• [EXERCISES TO COMPLETE]
a) Copy the part of the text headed "Under the Hood" that opens with the words containing "The Producer takes" and closes with "purposes of clarity).", swapping "line number" for "sequence number".
b) Filter the records, keeping only those lines that contain the word "mountain". Matching is case-sensitive.

• [PROVIDED TEXT]
————

Under the Hood

Before writing your own filters it is important that the flow through the plugin is understood. NoWeb source files are input to a pipeline of predefined filters to translate the source code into an XML representation of the code. The flow through the plugin (for a weave operation) is

Pipeline

Producer

The Producer takes the NoWeb source and injects it in the pipeline. It expands any include instructions (\includenowebfile{...}) and marks each line with a line number and file name. Using the simple example convertInteger.nw, typical output is (dots used to truncate line for purposes of clarity).

————

• [DATA LISTING]
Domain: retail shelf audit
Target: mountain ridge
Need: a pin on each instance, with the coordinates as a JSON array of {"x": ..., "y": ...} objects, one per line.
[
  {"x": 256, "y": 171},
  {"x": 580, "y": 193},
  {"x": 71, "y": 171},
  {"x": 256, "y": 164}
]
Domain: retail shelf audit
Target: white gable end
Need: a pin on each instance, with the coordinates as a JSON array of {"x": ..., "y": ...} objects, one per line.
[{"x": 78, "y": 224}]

————

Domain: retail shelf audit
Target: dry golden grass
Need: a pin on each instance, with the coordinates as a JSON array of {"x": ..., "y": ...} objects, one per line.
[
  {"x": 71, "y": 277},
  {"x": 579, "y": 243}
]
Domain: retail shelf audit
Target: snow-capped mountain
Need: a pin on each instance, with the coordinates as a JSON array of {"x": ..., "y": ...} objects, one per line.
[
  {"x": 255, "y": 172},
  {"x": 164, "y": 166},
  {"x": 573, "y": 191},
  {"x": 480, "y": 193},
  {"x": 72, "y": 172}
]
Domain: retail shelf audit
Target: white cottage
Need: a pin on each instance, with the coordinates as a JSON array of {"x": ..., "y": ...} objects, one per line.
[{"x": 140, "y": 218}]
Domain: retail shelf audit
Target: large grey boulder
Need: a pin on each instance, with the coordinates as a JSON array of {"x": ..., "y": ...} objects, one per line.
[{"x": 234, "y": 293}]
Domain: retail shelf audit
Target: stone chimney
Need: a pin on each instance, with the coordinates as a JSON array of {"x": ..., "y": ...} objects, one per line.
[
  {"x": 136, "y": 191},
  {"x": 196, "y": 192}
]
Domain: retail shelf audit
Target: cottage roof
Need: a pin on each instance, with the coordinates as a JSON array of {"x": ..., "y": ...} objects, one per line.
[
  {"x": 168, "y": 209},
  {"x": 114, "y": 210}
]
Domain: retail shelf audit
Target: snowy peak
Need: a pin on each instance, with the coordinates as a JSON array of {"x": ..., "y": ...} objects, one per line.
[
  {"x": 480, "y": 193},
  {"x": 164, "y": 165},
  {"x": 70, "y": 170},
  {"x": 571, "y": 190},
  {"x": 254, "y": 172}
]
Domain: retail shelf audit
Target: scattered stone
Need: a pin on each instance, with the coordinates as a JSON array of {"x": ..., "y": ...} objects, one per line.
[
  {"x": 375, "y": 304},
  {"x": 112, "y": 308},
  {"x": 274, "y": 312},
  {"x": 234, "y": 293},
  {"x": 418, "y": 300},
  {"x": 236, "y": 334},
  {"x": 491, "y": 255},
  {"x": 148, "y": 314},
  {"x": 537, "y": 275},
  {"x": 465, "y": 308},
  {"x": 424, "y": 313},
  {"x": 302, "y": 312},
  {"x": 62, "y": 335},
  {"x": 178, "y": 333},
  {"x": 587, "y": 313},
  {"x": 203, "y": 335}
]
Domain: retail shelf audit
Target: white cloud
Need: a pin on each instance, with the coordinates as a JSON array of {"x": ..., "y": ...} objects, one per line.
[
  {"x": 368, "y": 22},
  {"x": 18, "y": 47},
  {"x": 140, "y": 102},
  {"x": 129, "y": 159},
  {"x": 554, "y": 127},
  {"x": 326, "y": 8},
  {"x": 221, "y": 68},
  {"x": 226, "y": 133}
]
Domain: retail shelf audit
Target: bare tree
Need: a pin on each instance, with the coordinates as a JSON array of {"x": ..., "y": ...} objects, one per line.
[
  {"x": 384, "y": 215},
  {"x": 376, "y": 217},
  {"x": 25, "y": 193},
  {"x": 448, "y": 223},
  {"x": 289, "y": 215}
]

————

• [ANSWERS]
a)
The Producer takes the NoWeb source and injects it in the pipeline. It expands any include instructions (\includenowebfile{...}) and marks each line with a sequence number and file name. Using the simple example convertInteger.nw, typical output is (dots used to truncate line for purposes of clarity).

b)
Target: mountain ridge
Target: snow-capped mountain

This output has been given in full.